**Given request 1:**
In the mailing-list excerpt, what does MultiLineIO let the user define?

-=-=-=-=-

On Mon, Mar 14, 2016 at 12:27 PM, Jean-Baptiste Onofré <jb...@nanthrax.net>
wrote:

> Yes, you already use the "new style" as you use BoundedSource.
>
> Regards
> JB
>
>
> On 03/14/2016 08:08 PM, Giesin, Peter wrote:
>
>> The MultiLineIO is a BoundedSource and an extension of FileBasedSource.
>> Where the FileBasedSource reads a single line at a time the MultiLineIO
>> allows the user to define an arbitrary “message” delimiter. It then reads
>> through the file, removing newlines, until the separator is read, finally
>> returning the character sequence that is built.
>>
>>
>>
>> I believe it is already built using the new style but I will compare it
>> to the BigTableIO to confirm that.
>>
>> Peter
>>
>> On 3/14/16, 1:50 PM, "Jean-Baptiste Onofré" <jb...@nanthrax.net> wrote:
>>
>> I second Eugene here.
>>>
>>> In the past, I developed some IOs using the "old style" (as did in the
>>> PubSubIO). I'm now refactoring it to use the "new style".

-=-=-=-=-

**Given request 2:**
Reproduce only the part of the listing that opens with the line containing "Report one point per instance of the boat prow" and closes with the line containing "[(460, 378)]". Keep every line, requests included, but add 13 to each number in the point coordinates.

**Given records:**

-=-=-=-=-

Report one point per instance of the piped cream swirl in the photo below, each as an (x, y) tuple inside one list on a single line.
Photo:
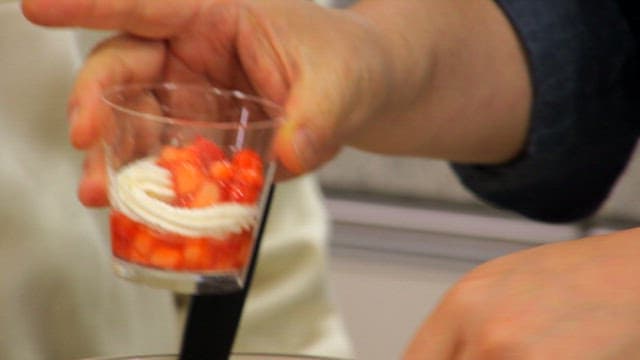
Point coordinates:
[(142, 190)]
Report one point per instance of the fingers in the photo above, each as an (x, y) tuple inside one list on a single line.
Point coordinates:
[(119, 60), (141, 17), (307, 139), (92, 190)]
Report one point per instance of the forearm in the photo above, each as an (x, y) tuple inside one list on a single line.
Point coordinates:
[(458, 85)]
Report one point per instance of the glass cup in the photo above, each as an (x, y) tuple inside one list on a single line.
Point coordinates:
[(189, 171)]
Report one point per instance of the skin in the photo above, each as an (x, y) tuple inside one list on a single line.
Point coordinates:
[(441, 79)]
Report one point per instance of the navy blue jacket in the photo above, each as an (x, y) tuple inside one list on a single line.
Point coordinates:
[(583, 57)]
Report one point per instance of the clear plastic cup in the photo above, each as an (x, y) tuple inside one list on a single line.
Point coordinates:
[(189, 169)]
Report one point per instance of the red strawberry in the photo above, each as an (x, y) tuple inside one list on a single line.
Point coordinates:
[(221, 170), (247, 159), (208, 194), (166, 257)]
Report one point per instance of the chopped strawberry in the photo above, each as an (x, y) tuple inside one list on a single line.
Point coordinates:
[(208, 194), (247, 159), (243, 194), (221, 170), (166, 257), (250, 177)]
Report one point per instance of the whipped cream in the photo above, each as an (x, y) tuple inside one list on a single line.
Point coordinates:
[(143, 191)]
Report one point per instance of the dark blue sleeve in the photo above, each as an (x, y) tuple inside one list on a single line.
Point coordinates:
[(582, 61)]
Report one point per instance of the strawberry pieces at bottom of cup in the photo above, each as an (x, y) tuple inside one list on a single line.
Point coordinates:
[(138, 243)]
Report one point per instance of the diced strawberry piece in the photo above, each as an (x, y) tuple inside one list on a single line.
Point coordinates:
[(166, 257), (221, 170), (208, 194), (247, 159), (241, 193), (207, 150), (249, 177)]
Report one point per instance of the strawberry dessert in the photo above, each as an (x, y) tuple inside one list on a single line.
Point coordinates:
[(190, 209)]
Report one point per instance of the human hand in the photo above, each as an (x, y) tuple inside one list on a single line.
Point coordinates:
[(571, 300), (294, 53)]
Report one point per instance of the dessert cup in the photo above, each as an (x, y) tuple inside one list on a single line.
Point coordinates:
[(189, 168)]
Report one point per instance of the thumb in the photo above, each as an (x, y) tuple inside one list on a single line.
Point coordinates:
[(307, 139)]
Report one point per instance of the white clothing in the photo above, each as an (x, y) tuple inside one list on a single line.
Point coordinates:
[(59, 299)]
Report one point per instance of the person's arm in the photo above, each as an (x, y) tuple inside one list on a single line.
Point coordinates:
[(583, 63), (457, 85)]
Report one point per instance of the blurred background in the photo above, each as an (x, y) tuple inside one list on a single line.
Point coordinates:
[(404, 230)]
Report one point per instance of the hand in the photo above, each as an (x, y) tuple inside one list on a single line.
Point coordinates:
[(571, 300), (294, 53)]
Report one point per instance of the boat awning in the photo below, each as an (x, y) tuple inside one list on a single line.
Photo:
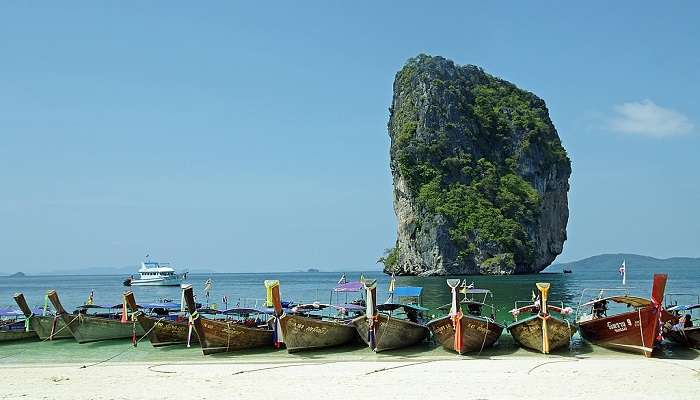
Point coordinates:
[(349, 287), (103, 306), (310, 307), (10, 312), (408, 291), (247, 311), (684, 307), (633, 301), (474, 291), (167, 306), (395, 306)]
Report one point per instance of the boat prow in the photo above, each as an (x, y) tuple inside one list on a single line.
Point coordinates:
[(47, 327), (635, 331)]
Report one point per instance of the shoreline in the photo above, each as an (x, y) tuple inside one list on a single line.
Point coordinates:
[(507, 377)]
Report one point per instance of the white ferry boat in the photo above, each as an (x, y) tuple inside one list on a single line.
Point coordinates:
[(153, 273)]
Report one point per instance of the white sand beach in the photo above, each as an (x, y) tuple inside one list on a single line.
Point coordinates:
[(460, 378)]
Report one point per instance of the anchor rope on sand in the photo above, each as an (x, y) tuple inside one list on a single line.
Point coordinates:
[(126, 350)]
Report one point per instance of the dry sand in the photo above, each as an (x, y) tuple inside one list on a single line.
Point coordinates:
[(546, 377)]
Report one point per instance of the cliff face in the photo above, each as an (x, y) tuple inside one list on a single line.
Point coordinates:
[(480, 175)]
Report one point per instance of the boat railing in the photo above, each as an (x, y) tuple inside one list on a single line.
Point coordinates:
[(600, 291)]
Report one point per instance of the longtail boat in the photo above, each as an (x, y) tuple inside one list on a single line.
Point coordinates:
[(47, 326), (542, 331), (685, 329), (382, 330), (470, 332), (305, 327), (14, 326), (227, 335), (634, 331), (163, 328), (87, 328)]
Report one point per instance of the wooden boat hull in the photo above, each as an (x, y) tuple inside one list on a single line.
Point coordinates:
[(689, 337), (528, 333), (478, 333), (633, 331), (86, 329), (391, 333), (45, 325), (163, 332), (16, 331), (226, 336), (304, 333)]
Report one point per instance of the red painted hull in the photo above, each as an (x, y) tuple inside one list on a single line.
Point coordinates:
[(634, 331)]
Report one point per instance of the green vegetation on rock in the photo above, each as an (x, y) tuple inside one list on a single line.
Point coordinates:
[(460, 156)]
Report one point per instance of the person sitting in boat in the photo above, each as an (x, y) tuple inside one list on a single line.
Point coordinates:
[(600, 309), (412, 315), (688, 323), (536, 305), (474, 309)]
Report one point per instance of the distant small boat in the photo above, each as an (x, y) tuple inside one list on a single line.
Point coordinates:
[(106, 325), (467, 332), (47, 325), (383, 330), (153, 273), (13, 326), (635, 331), (164, 327), (543, 331)]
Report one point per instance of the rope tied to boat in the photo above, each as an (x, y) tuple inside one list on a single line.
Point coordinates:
[(27, 322), (190, 323), (127, 349)]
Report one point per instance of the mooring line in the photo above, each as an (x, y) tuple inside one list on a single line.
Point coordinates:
[(399, 366), (131, 346), (281, 366), (550, 362)]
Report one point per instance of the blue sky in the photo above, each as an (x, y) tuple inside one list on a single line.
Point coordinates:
[(242, 138)]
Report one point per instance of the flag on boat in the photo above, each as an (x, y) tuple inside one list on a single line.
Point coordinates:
[(623, 273)]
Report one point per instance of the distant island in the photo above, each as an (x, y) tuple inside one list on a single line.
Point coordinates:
[(613, 261), (480, 175)]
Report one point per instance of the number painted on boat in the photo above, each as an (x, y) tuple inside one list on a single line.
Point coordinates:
[(618, 326)]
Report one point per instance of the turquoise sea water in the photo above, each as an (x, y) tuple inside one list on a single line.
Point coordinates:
[(306, 287)]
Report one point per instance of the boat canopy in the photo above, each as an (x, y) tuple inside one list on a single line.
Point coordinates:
[(321, 306), (11, 312), (349, 287), (247, 311), (395, 306), (408, 291), (102, 306), (684, 307), (167, 306), (633, 301), (475, 291)]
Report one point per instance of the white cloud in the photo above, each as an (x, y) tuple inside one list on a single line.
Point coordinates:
[(647, 119)]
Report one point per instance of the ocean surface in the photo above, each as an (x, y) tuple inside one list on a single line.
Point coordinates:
[(247, 289)]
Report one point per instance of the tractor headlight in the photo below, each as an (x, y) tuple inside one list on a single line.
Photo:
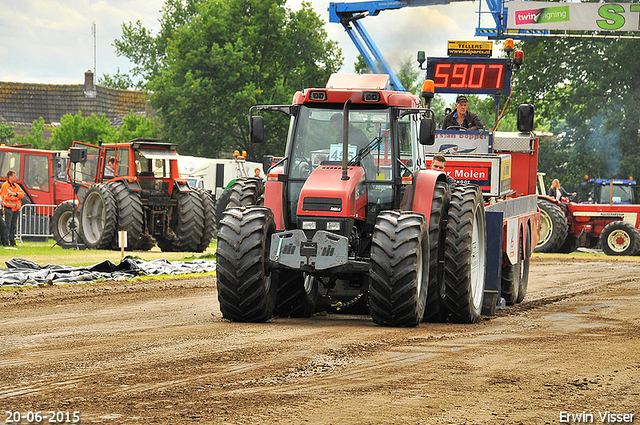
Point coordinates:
[(308, 225), (333, 225)]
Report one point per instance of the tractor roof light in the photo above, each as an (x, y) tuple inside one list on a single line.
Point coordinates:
[(317, 95), (508, 45), (428, 88), (518, 57), (370, 96)]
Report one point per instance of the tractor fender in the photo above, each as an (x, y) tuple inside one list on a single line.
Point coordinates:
[(421, 191)]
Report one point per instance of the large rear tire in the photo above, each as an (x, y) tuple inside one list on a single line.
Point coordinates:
[(130, 215), (399, 268), (553, 227), (61, 220), (465, 255), (245, 289), (620, 238), (436, 310), (98, 217)]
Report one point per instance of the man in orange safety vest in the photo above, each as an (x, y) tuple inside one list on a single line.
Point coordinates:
[(11, 194)]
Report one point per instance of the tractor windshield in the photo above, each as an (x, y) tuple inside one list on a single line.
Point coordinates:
[(318, 140)]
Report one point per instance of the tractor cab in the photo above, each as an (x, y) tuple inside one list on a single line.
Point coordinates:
[(349, 155)]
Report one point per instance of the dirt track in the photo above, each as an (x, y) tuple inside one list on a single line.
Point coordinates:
[(159, 352)]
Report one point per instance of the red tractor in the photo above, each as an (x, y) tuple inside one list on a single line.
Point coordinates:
[(353, 221), (567, 226), (135, 187)]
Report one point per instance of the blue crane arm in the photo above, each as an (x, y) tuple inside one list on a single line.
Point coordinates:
[(349, 14)]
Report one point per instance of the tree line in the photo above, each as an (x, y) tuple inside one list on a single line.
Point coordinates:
[(212, 60)]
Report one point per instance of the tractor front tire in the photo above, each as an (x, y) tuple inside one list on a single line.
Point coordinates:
[(130, 215), (61, 220), (245, 289), (465, 255), (245, 191), (620, 238), (209, 229), (189, 222), (98, 217), (553, 227), (435, 310), (399, 272)]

-=-=-=-=-

**Right answer 1:**
An arbitrary "message" delimiter.

**Right answer 2:**
Report one point per instance of the boat prow in the photo above, each as an (x, y) tuple inside one list on a single line.
Point coordinates:
[(60, 340), (648, 344)]
Report one point per instance of the shoreline in the photo above, each as an (x, y) tuple inside one list on a single line.
Point coordinates:
[(520, 390)]
Report one point per instance of the white ferry boat in the photo above, each as an (x, y) tuple inside one list on a single line.
Point coordinates:
[(166, 286)]
Report one point per instance of the white sand beach in the photo above, each as an (x, y) tuple inside one list on a single line.
Point coordinates:
[(473, 391)]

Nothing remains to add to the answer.